Some records:
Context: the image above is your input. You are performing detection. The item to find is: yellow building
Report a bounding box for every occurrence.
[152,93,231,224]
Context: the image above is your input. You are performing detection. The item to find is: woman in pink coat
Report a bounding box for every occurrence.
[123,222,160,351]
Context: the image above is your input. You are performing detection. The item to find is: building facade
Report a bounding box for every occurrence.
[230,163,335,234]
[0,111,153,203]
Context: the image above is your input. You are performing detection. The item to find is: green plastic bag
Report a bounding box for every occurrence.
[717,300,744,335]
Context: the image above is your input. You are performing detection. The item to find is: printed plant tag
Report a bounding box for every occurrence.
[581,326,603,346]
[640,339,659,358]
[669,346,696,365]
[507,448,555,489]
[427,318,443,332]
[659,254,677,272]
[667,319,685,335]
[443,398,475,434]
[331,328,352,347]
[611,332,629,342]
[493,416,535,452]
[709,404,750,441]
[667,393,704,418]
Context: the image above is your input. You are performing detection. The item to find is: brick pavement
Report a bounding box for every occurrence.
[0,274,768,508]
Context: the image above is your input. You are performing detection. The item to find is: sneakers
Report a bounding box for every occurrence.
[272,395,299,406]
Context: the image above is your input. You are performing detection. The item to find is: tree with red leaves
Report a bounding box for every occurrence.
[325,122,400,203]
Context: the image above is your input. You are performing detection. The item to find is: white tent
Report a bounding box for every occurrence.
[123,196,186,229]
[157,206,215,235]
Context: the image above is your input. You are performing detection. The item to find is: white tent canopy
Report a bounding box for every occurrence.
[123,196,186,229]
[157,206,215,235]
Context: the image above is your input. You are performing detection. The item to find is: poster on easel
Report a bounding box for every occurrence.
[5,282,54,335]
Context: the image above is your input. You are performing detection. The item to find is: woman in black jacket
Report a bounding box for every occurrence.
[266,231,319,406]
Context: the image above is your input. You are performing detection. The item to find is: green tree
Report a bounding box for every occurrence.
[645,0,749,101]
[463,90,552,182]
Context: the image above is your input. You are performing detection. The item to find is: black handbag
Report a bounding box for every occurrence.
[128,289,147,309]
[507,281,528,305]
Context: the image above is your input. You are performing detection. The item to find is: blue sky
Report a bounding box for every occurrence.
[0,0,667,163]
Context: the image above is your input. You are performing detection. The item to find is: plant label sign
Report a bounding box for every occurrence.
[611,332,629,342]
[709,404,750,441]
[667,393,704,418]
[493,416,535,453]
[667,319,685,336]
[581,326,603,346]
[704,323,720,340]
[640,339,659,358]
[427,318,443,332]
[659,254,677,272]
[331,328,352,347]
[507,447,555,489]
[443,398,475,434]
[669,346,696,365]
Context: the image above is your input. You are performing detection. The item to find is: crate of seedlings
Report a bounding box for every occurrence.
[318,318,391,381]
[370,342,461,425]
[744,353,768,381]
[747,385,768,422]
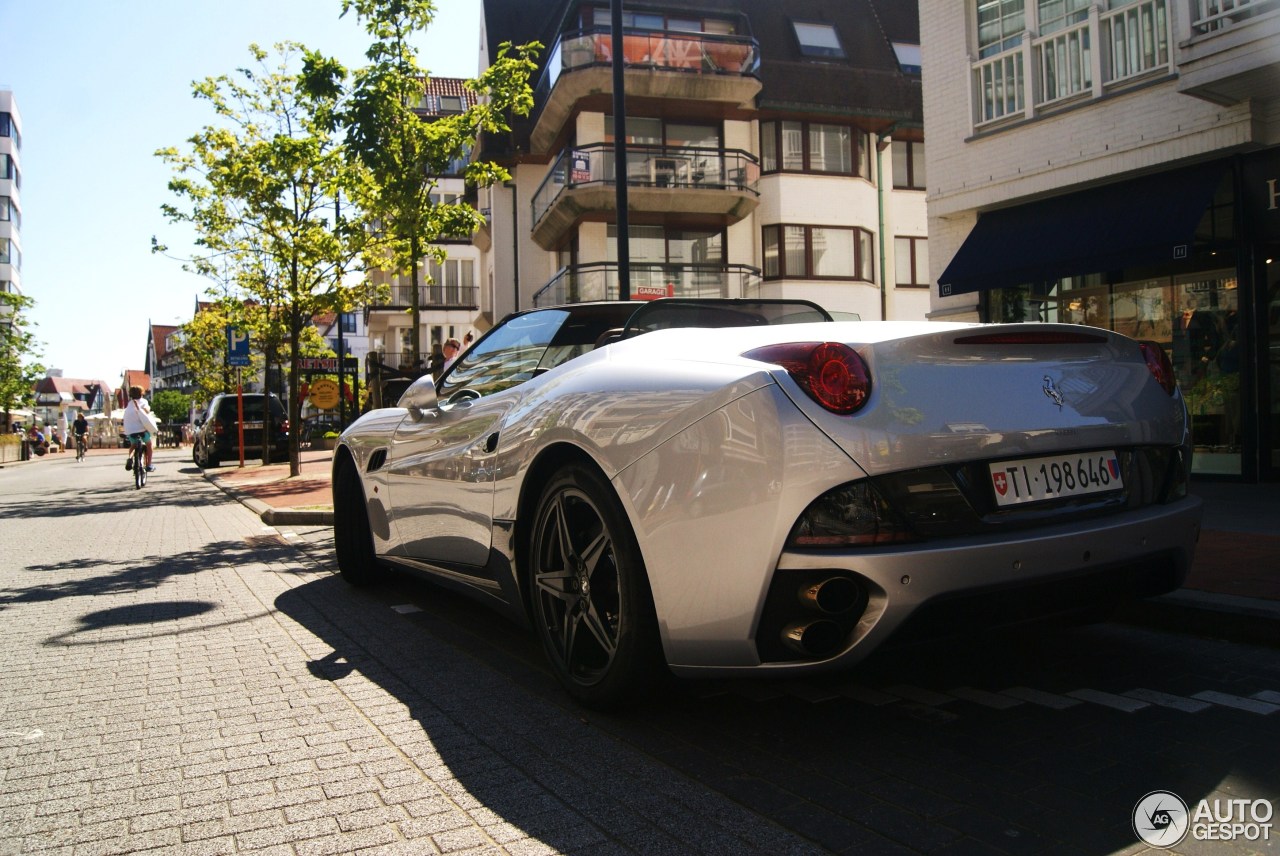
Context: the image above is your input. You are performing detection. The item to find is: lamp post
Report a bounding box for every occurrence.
[333,197,347,429]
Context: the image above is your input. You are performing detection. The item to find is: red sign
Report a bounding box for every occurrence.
[631,283,676,301]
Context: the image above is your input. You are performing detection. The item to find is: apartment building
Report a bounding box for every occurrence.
[476,0,929,324]
[0,90,22,301]
[920,0,1280,481]
[361,77,485,404]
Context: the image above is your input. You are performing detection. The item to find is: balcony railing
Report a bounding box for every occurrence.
[1192,0,1280,35]
[370,285,480,310]
[972,0,1172,128]
[534,262,760,306]
[531,143,760,224]
[365,349,431,374]
[534,27,760,102]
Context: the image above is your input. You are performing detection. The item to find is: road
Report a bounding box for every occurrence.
[0,452,1280,855]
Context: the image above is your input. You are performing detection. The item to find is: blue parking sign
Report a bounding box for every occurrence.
[227,324,248,366]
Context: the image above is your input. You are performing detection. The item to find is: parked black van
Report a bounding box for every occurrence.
[191,393,289,467]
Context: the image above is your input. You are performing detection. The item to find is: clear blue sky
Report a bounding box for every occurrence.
[0,0,480,384]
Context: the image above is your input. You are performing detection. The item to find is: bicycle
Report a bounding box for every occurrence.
[128,434,147,490]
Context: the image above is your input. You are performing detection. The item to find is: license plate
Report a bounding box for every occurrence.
[989,450,1124,507]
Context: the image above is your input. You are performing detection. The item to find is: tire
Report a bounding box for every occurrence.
[526,463,664,710]
[333,456,383,586]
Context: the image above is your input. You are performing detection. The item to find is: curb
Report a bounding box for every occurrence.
[201,471,333,526]
[1114,589,1280,647]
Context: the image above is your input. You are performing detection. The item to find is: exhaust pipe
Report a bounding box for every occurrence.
[782,618,845,659]
[799,577,863,615]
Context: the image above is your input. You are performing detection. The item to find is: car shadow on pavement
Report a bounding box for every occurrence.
[0,540,293,606]
[275,562,1280,856]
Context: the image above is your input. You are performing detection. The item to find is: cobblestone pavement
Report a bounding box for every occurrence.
[0,453,818,855]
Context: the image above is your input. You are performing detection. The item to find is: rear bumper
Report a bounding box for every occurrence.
[672,496,1203,676]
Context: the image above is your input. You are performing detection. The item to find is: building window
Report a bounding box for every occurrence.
[760,122,873,180]
[791,20,845,59]
[977,0,1027,59]
[1037,0,1092,36]
[428,258,475,305]
[893,42,922,74]
[893,237,929,288]
[809,124,854,175]
[893,139,925,191]
[0,155,22,189]
[0,113,22,151]
[763,225,876,283]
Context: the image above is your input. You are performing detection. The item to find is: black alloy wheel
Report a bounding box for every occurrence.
[529,464,663,709]
[333,452,383,586]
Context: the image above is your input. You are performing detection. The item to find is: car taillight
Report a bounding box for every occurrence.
[742,342,872,416]
[1138,342,1178,395]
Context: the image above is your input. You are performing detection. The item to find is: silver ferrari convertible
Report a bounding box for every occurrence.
[333,299,1201,708]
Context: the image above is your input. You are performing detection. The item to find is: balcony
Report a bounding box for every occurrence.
[531,27,760,152]
[534,261,760,307]
[369,285,480,311]
[365,348,431,377]
[531,145,760,250]
[970,0,1172,131]
[1178,0,1280,106]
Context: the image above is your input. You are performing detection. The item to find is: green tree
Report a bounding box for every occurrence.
[303,0,541,363]
[179,294,245,402]
[156,42,371,475]
[0,292,45,430]
[150,389,191,422]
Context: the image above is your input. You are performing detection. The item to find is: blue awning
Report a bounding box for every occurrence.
[938,161,1228,297]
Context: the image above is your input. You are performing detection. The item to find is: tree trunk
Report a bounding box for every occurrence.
[285,257,300,476]
[408,233,430,380]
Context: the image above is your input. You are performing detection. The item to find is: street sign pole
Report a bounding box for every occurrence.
[236,366,244,467]
[227,324,249,467]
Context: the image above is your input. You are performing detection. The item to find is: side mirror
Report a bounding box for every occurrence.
[397,375,439,420]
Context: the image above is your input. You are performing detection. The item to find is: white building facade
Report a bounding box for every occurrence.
[0,90,22,303]
[920,0,1280,481]
[476,0,929,322]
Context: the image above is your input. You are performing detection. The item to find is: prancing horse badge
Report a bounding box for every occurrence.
[1044,375,1062,409]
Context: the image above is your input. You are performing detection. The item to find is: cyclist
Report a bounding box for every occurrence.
[27,424,49,456]
[122,384,155,472]
[72,413,88,461]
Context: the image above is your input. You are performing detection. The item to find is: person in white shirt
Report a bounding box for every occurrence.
[122,385,155,472]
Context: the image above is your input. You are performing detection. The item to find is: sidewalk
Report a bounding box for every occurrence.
[205,449,333,526]
[205,449,1280,645]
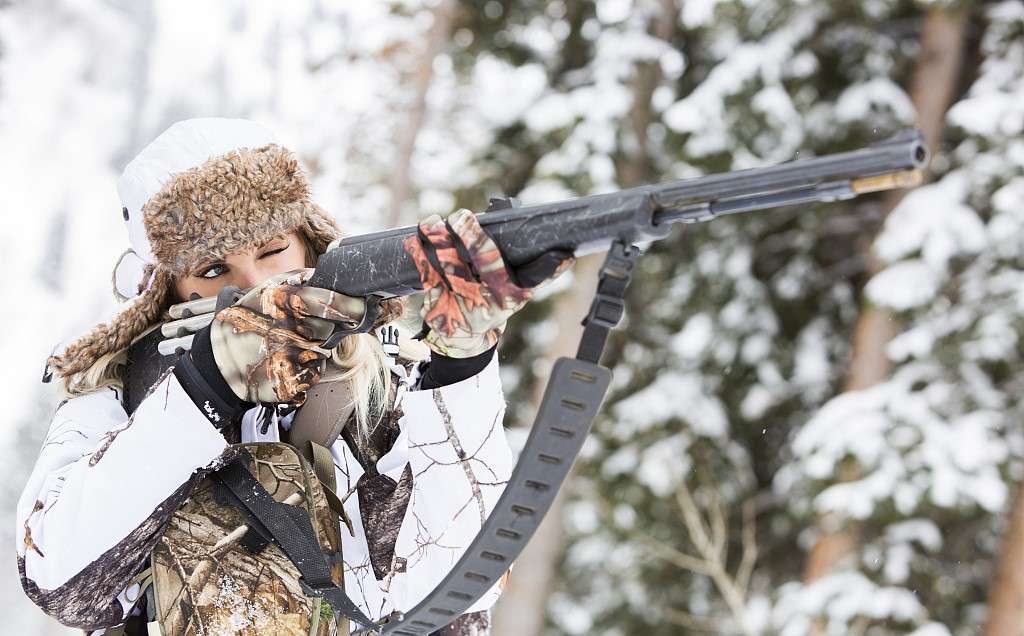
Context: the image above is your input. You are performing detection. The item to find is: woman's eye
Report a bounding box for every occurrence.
[200,265,225,279]
[260,245,292,258]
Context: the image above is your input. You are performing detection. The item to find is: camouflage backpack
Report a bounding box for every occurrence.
[106,374,370,636]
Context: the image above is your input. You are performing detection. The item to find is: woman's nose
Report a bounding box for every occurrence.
[234,265,274,289]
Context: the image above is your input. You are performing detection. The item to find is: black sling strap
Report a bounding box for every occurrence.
[372,241,640,636]
[210,454,374,630]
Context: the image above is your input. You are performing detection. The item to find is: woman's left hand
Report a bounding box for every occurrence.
[404,209,575,357]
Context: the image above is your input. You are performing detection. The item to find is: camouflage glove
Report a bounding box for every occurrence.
[404,210,575,357]
[210,269,366,405]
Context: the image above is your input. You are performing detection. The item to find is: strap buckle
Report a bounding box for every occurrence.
[581,293,626,329]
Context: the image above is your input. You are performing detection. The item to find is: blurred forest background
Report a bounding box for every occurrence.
[0,0,1024,636]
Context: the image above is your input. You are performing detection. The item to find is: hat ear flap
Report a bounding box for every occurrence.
[300,202,344,254]
[46,267,174,378]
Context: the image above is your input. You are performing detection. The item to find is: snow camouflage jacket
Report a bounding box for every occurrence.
[16,354,515,635]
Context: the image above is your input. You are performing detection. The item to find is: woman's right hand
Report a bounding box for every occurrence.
[210,269,366,405]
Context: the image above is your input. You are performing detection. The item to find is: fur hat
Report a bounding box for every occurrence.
[48,118,402,376]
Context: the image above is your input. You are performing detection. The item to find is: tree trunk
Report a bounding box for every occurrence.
[804,4,966,583]
[494,0,678,636]
[384,0,457,227]
[985,487,1024,636]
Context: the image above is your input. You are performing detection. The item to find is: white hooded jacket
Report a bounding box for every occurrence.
[15,119,514,629]
[16,355,514,633]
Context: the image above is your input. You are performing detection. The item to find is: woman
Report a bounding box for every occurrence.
[17,119,572,633]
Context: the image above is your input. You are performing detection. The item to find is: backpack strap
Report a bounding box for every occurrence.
[210,452,376,630]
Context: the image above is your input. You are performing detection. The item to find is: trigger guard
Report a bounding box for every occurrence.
[321,294,384,350]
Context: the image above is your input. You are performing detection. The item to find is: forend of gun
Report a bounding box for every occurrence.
[160,129,928,355]
[308,129,928,297]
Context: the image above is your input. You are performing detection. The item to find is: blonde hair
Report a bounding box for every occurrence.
[51,226,415,439]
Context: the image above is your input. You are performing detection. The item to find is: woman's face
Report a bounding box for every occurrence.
[174,230,306,301]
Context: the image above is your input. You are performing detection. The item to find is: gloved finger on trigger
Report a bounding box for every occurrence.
[296,287,367,326]
[295,315,335,342]
[513,250,575,287]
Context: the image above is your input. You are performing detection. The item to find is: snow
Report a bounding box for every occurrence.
[836,77,915,123]
[874,172,987,272]
[864,258,942,311]
[612,372,728,439]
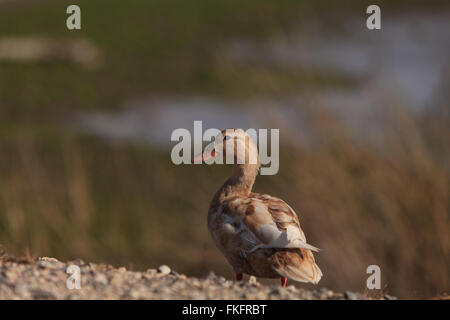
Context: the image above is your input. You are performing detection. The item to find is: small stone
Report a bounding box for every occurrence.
[94,273,108,286]
[158,264,170,274]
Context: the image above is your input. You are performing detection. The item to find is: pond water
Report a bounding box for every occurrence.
[76,12,450,148]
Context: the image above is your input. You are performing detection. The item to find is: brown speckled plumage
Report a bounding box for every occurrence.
[199,129,322,283]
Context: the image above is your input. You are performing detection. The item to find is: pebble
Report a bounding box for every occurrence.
[158,264,170,274]
[0,257,395,300]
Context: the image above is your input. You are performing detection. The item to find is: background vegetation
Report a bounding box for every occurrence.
[0,0,450,297]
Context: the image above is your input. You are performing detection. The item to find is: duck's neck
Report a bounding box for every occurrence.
[218,163,259,199]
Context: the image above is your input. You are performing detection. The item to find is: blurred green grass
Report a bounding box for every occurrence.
[0,0,450,297]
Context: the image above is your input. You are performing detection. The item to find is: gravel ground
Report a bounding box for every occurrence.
[0,255,393,300]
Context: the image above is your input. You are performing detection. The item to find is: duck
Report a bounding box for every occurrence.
[192,129,322,288]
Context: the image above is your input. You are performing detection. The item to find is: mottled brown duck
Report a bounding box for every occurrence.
[193,129,322,287]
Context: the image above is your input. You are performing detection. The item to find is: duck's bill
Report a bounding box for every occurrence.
[192,149,217,163]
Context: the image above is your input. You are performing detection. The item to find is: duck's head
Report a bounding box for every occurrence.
[192,129,259,167]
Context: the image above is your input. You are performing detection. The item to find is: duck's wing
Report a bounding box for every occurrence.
[225,193,319,253]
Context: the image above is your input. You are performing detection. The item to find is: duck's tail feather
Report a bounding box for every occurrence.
[272,249,322,284]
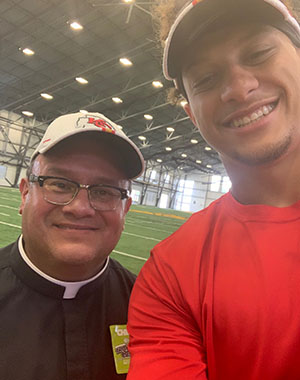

TASK DETAILS: Count the lines in the records above that contain the word "jacket", treating uppercase and lowercase as different, and give only that number.

COMPLETED TASK: 3